**Приведенный текст:**
------------------------------------------------

Святитель Григорий Богослов
МЕРА ЖИЗНИ

СКОРБИ РОДА ЧЕЛОВЕЧЕСКОГО

Кто я был? Кто я теперь? И чем буду?

Ни я не знаю этого, ни тот, кто обильнее меня мудростью. Как покрытый облаком тьмы, блуждаю туда и сюда; даже и во сне не вижу, чего бы желал. Потому что и низок, и погряз в заблуждениях всякий, на ком лежит темное облако дебелой плоти. Разве тот мудрее меня, кто больше других обольщен лживостью собственного сердца, готового дать ответ на всё?

Я существую. Скажи: что это значит? Какая-то часть меня самого уже в прошлом, иное я теперь, а чем-то другим буду, если только буду. Я не есть что-либо неизменное, но поток мутной реки, который ни минуты не стоит на месте. Чем же назовешь меня? Что наиболее, по-твоему, составляет мое «я»? Объясни мне это; и смотри, чтобы теперь этот самый «я», который стою перед тобой, не ушел от тебя. Никогда не перейдешь то же течение реки, которое переходил ты прежде. Никогда не увидишь человека таким же, каким ты раньше видел его.

Ты, душа моя (пусть и тебе сказано будет подходящее слово), — кто, откуда и что такое? Кто сделал тебя трупоносицей, кто крепкими узами привязал к жизни, кто заставил непрестанно тяготеть к земле? Как ты, дух, слилась с дебелостью, ты, ум, сопряглась с плотью, ты, легкая, сложилась с тяготой? Ибо всё это противоположно и противоборствует одно другому. Если ты вступила в жизнь, будучи посеяна вместе с плотью, то насколько пагубно для меня такое сопряжение! Я образ Божий — и родился сыном срама, в беззаконии зачат и вскоре буду не человеком, но прахом — таковы последние мои надежды!

А если ты, душа моя, являешься чем-то небесным, то желательно знать, откуда ведешь начало? И если ты — Божие дыхание и Божий жребий, как сама думаешь, то откажись от неправды, и тогда поверю тебе, потому что в чистом не свойственно быть и малой скверне. Тьма — не часть солнца, и светлый дух никогда не был порождением духа лукавого. Как же ты возмущаешься столько от приражений губительного сатаны, хотя и сопряжена с небесным духом? Если при такой помощи клонишься ты к земле, то — увы, увы! — сколь силен твой губительный грех! А если ты во мне не от Бога, то какова твоя природа? Как страшно, не надмеваюсь ли напрасно славой!

------------------------------------------------

**Исходные данные:**
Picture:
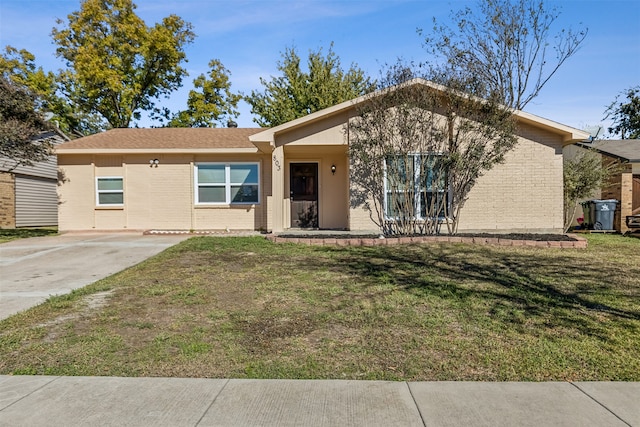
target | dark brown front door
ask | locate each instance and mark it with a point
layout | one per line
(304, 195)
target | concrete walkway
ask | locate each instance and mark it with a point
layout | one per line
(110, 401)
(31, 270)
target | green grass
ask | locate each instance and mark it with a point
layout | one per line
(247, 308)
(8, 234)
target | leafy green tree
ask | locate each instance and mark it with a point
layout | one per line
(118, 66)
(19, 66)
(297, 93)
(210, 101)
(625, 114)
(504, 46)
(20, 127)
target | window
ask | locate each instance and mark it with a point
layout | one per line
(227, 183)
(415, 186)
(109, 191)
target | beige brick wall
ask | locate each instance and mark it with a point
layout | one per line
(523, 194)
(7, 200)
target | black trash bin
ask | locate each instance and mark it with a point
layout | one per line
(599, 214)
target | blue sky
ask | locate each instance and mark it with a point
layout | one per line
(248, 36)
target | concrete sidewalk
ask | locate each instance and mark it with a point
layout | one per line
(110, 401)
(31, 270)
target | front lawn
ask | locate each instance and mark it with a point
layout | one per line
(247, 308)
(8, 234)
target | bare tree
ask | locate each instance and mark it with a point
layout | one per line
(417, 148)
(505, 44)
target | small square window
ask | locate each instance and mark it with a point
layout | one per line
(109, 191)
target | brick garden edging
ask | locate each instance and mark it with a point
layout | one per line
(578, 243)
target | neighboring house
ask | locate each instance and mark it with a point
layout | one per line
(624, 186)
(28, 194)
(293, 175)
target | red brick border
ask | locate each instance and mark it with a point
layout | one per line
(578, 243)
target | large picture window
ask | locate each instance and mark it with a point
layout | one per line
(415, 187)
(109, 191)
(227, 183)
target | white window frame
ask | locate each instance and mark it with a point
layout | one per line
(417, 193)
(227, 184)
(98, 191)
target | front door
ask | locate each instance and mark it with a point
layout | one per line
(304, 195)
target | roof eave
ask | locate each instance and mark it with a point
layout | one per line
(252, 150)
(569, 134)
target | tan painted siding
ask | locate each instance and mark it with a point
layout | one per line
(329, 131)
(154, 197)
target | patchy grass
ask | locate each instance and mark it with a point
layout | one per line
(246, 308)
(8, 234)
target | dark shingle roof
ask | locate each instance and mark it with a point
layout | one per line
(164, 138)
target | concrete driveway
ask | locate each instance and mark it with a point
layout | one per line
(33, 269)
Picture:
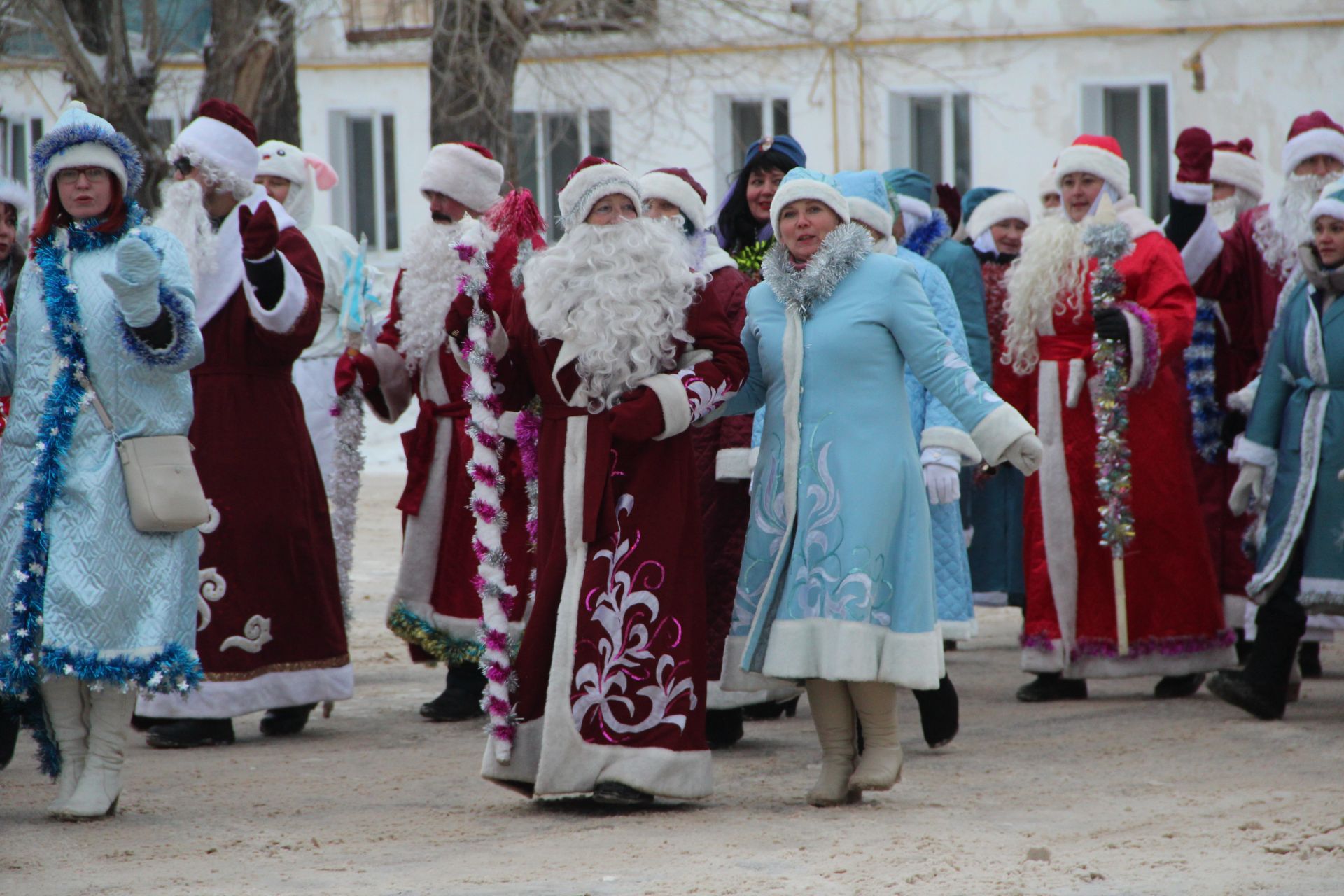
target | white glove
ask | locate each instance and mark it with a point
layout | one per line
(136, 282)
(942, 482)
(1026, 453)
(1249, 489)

------------------------------------------------

**Задания:**
[a] Ответьте на вопросы по тексту «Скорби рода человеческого», приведенному выше:
(i) С чем говорящий сравнивает себя в абзаце, который начинается словами «Я существую»?
(ii) Чем, по его словам, он вскоре будет вместо человека?
(iii) Что, согласно последнему абзацу, не является частью солнца?
[b] Выведите фрагмент текста «Скорби рода человеческого» между словами «Кто я был? Кто» и «ответ на всё?» включительно.
[c] Продолжите текст «Скорби рода человеческого» с места, на котором он заканчивается.

**Ответы к заданиям:**
[a]
(i) С потоком мутной реки, который ни минуты не стоит на месте.
(ii) Прахом.
(iii) Тьма.

[b]
Кто я был? Кто я теперь? И чем буду?

Ни я не знаю этого, ни тот, кто обильнее меня мудростью. Как покрытый облаком тьмы, блуждаю туда и сюда; даже и во сне не вижу, чего бы желал. Потому что и низок, и погряз в заблуждениях всякий, на ком лежит темное облако дебелой плоти. Разве тот мудрее меня, кто больше других обольщен лживостью собственного сердца, готового дать ответ на всё?

[c]
Божие создание, рай, эдем, слава, надежда, заповедь, а потом закон — писаное врачевство, а потом Христос, соединивший Свой образ с нашим, чтобы и моим страданиям подал помощь страждущий Бог и соделал меня богом через Свое человечество...

Но мое сердце ничем не приводится в чувство. В самоубийственном исступлении, подобно вепрям, бросаемся мы на копьё. Что же есть благо жизни? Божий свет. Но и его преграждает мне завистливая и ужасная тьма. Я повержен в изнеможение, поражен Божиим страхом, сокрушен дневными и ночными заботами. Говори ты мне о всех страхованиях, о мраке адском, о пламенеющих бичах, о демонах, истязающих наши души, — для злых всё это басни! Для них всего лучше то, что зримо и ощутимо. Их нимало не приводит в разум угрожающее мучение.

К чему так подробно описывать скорби рода человеческого? Всё имеет свои горести. И земля не непоколебима, и она приводится в содрогание. Времена года стремительно уступают место одно другому. Ночь гонит день, буря помрачает воздух, солнце затмевает красоту звезд, а облако — красоту солнца. Луна возрождается вновь. Звездное небо видимо только наполовину. И ты, Денница, был некогда в ангельских ликах, а теперь, ненавистный, со стыдом упал с неба! Умилосердись надо мной, царственная, досточтимая Троица!

К чему приведешь ты меня, зло-мудреный язык? Где прекратятся мои заботы? Остановись. Всё ниже Бога. Покорствуй Слову. Не напрасно (возобновлю опять песнь!) сотворил меня Бог. От нашего малодушия бывает безнадежная и унылая мысль. Теперь мрак, а потом дастся разум, и всё уразумеешь, когда будешь или созерцать Бога, или гореть в огне.